-- SUPPLIED PASSAGE start --

Then we moved on to a task looking at some short texts and discussing how to exploit them. Ideas were very varied due to the diversity of contexts represented in the room!

Text One

Are computers harming academic performance? (a short essay about a study on whether people learn better if they take notes by hand or on computer; came from Voice of America – most content is in the public domain so can be used freely BUT there is some syndicated content e.g. Reuters articles that you can’t use – in this case it will be tagged as such so easy to avoid)

Text Two

A Roald Dahl extract from the Learning English portion of Voice of America, already graded. NB If you want to check the level of a text, paste it into Vocab Kitchen it will tell you what level the words are through colour coding.

Text Three

A Mountain to Climb from Internationalist Easier English Wiki – contains News Articles written for English learners, also includes lesson plans. Creative commons licensed, you need to accredit the author, you shouldn’t use it make money on it and you have to be willing to share it under the same license i.e. not make money on it.

Text Four

The Tale of Benjamin Bunny is from the Project Gutenberg site which contains lots of classic texts that are over 100 years old. You can take anything from there and use it. The language may be dated and above level but you can use Vocab kitchen to catch those and grade them.

-- SUPPLIED PASSAGE end --
-- DATA EXTRACT start --

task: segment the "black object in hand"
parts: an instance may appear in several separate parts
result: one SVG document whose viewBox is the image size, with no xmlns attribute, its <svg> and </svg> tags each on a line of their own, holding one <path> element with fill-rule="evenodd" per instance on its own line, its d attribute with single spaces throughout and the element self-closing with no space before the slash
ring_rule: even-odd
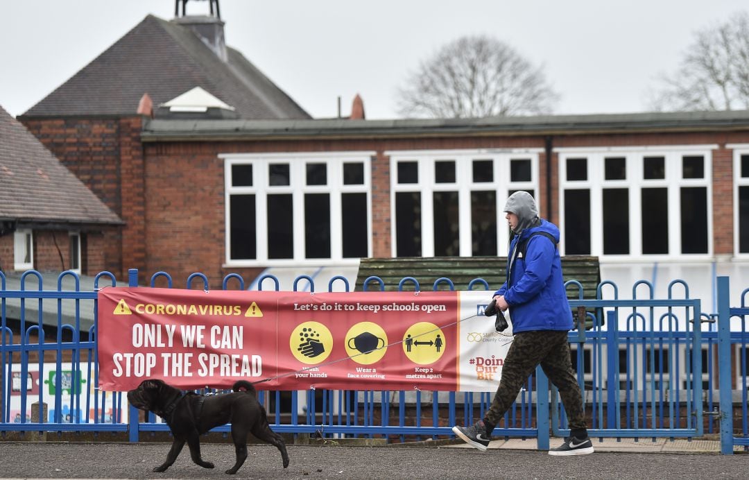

-- DATA EXTRACT end --

● **REQUIRED ACTIONS**
(A) In the notes on classroom texts, what does Vocab Kitchen do when a text is pasted into it?
(B) Return the section of the notes on classroom texts that begins at the words "The Tale of" and stops after "and grade them.", copied word for word.
(C) Take the notes on classroom texts further, picking up right after their final sentence.

● **THE RESULTS**
(A) It shows what level the words are through color coding.

(B)
The Tale of Benjamin Bunny is from the Project Gutenberg site which contains lots of classic texts that are over 100 years old. You can take anything from there and use it. The language may be dated and above level but you can use Vocab kitchen to catch those and grade them.

(C)
Using Images

…to Introduce Topics

There  is a site called Pixabay with public domain images both clip art and photographs. You can use a tool called Picmonkey to make collages. You can do it or you can get learners to do it. You can also find images on ELTpics (where teachers can upload their photos and you can use pictures under creative commons license)

…as writing prompts

A postcard with image prompt and space for a message relating to the picture. Customisable.

…to practise grammar

A picture of a house in the snow: e.g. question forms. Kath started with 5 answers e.g. Bob and Charlie, Winter, Meeting friends etc. = present simple. The students had to produce the questions to go with the answers. With another group, 5 different answers e.g. last summer etc. = past simple.

Devising Listening Materials

  • ELLO – You have the audio, the transcript and in some cases some exercises or quizzes and an indication of what type of English is being used
  • Librivox – free domain audiobooks
  • LearnEnglish Teens – everything on it is very regulated and non-dodgy. Nothing will be upsetting!
  1. Find something your students might be interested in (not necessarily what you are interested in!)
  2. Look at the transcript and make sure it’s appropriate
  3. Listen all the way through
  4. Analyse the language in the transcript (functional language? repetition of grammatical structure? particular vocabulary? etc.)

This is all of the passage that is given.